Yang Perlu Dikerjakan
(1) Jawab pertanyaan berikut dari teks tentang gambar anak-anak:
(a) Menurut teks, seni itu urusan siapa?
(b) Pendapat siapa yang menjadi dasar uraian sifat lukisan anak-anak?
(c) Pada contoh ideographisme, berapa mata yang dilukis anak pada muka manusia yang digambar dari samping?
(2) Salin bagian teks tentang gambar anak-anak mulai dari "Seni bukan urusan" dan berakhir pada "1. Ideographisme.", tanpa mengubah apa pun.

Teks Halaman
☆ ☆ ☆ ☆ ☆ ☆ ☆

Seni bukan urusan seniman saja, tetapi urusan semua
orang dan siapa pun tak akan terhindar dari sentuhan seni dalam kehidupannya
sehari-hari.
Gambar anak memiliki keunikan
dibandingkan dengan orang dewasa. Hal ini terjadi karena
anak-anak masih memiliki keaslian dalam
tata ungkapan emosinya dalam bentuk gambar atau karya. Secara
khusus, berikut ini disarikan berdasarkan pendapat Soesatyo
(1994: 32 –33) bahwa sifat lukisan
(gambar) anak-anak sebagai berikut:
1. Ideographisme.
Lukisan anak
merupakan ekspresi berdasar pengertian dan
logika anak, contoh: anak melukis muka manusia dari samping, meskipun
dalam kenyataan penglihatan, matanya nampak sebuah saja, tetapi berdasarkan
pengertian anak bahwa manusia itu bermata dua, maka dilukislah kedua mata itu
disamping.
2. Steorotif atau otomatisme.

☆ ☆ ☆ ☆ ☆ ☆ ☆

[Entri untuk menemukan benda bernama]
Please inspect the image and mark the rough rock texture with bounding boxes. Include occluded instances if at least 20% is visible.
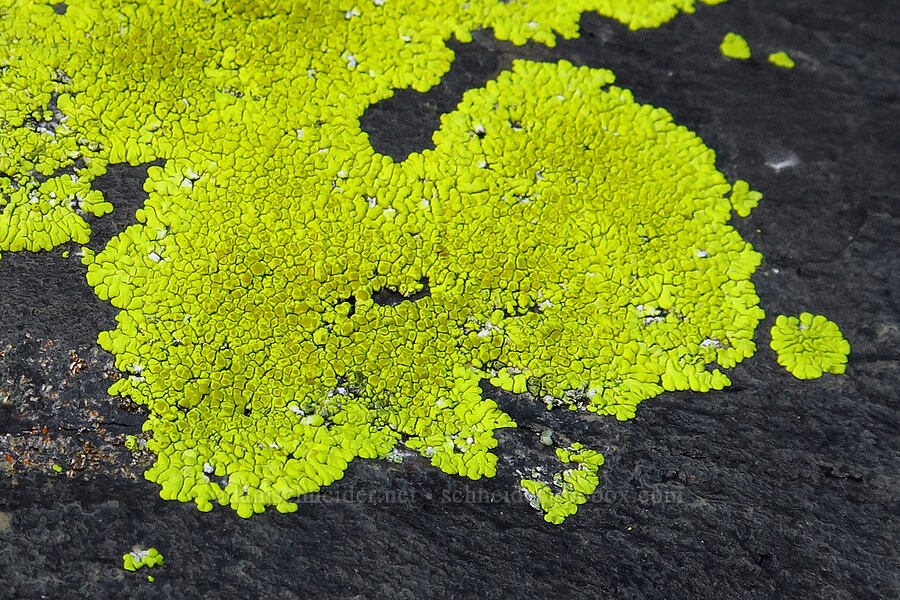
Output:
[0,0,900,599]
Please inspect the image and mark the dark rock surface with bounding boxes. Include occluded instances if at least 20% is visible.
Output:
[0,0,900,599]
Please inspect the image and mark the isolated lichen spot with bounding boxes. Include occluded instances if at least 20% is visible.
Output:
[0,0,852,522]
[771,312,850,379]
[769,52,796,69]
[122,548,163,571]
[719,33,751,60]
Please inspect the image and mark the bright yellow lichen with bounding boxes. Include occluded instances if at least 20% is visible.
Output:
[122,548,163,571]
[0,0,828,522]
[771,313,850,379]
[769,52,796,69]
[719,33,750,60]
[521,443,604,525]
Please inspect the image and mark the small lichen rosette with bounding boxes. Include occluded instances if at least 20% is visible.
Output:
[122,548,164,571]
[85,61,763,516]
[770,312,850,379]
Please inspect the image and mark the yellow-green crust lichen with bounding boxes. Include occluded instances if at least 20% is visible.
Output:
[769,52,796,69]
[122,548,163,571]
[770,312,850,379]
[0,0,824,519]
[719,33,751,60]
[521,443,604,525]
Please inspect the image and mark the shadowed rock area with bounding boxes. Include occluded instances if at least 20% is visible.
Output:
[0,0,900,600]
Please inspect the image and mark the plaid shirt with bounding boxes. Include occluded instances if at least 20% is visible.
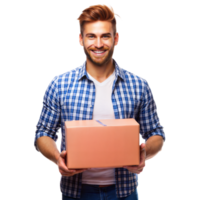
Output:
[33,59,166,198]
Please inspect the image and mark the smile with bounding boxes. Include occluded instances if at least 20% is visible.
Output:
[92,51,106,55]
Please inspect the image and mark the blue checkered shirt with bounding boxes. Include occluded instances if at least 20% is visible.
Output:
[33,59,166,198]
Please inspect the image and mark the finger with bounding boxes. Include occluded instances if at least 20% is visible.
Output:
[60,151,67,158]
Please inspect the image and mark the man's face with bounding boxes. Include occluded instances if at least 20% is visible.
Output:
[78,21,119,66]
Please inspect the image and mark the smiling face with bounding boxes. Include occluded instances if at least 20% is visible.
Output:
[78,21,119,66]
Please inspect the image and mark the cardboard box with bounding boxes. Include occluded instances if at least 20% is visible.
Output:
[65,119,140,169]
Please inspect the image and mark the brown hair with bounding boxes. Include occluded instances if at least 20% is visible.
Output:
[76,3,123,36]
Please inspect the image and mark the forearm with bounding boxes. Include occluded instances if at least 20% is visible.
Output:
[36,136,60,164]
[145,135,164,161]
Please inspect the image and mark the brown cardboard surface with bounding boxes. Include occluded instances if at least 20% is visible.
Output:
[65,119,140,169]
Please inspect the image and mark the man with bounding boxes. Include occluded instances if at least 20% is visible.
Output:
[34,4,165,200]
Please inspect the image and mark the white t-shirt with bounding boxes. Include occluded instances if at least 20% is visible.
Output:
[82,71,115,185]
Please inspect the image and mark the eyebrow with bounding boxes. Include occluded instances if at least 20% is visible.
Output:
[86,33,111,36]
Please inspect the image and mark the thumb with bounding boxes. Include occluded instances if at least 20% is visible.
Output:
[60,151,67,158]
[140,142,146,150]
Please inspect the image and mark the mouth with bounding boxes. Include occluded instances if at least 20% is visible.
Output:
[92,50,106,56]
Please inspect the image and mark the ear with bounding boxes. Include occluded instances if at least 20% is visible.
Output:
[77,33,83,48]
[115,31,121,47]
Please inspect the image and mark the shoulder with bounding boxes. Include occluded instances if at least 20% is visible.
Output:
[48,64,83,87]
[117,63,150,86]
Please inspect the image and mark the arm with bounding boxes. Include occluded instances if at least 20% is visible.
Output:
[34,77,86,176]
[124,135,164,174]
[145,135,164,161]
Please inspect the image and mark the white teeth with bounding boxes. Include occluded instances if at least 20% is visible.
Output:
[94,51,104,53]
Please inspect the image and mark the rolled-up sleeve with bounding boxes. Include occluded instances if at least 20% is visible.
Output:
[139,81,166,142]
[32,76,61,151]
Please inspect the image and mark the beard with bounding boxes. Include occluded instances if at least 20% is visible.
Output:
[83,43,115,67]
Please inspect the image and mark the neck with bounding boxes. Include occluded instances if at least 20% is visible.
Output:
[86,59,115,83]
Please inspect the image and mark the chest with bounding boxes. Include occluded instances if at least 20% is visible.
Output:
[60,79,141,120]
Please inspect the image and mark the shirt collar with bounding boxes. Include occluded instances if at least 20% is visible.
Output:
[78,59,125,80]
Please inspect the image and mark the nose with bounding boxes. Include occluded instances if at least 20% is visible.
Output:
[95,37,103,48]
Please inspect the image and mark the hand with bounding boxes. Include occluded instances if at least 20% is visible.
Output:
[56,151,87,176]
[124,142,147,175]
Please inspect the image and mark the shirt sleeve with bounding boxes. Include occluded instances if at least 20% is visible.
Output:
[139,78,166,142]
[32,76,61,151]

☆ ☆ ☆ ☆ ☆ ☆ ☆

Jawaban Tiap Tugas
(1)
(a) Seni bukan urusan seniman saja, tetapi urusan semua orang.
(b) Pendapat Soesatyo (1994: 32–33).
(c) Dua mata.

(2)
Seni bukan urusan seniman saja, tetapi urusan semua
orang dan siapa pun tak akan terhindar dari sentuhan seni dalam kehidupannya
sehari-hari.
Gambar anak memiliki keunikan
dibandingkan dengan orang dewasa. Hal ini terjadi karena
anak-anak masih memiliki keaslian dalam
tata ungkapan emosinya dalam bentuk gambar atau karya. Secara
khusus, berikut ini disarikan berdasarkan pendapat Soesatyo
(1994: 32 –33) bahwa sifat lukisan
(gambar) anak-anak sebagai berikut:
1. Ideographisme.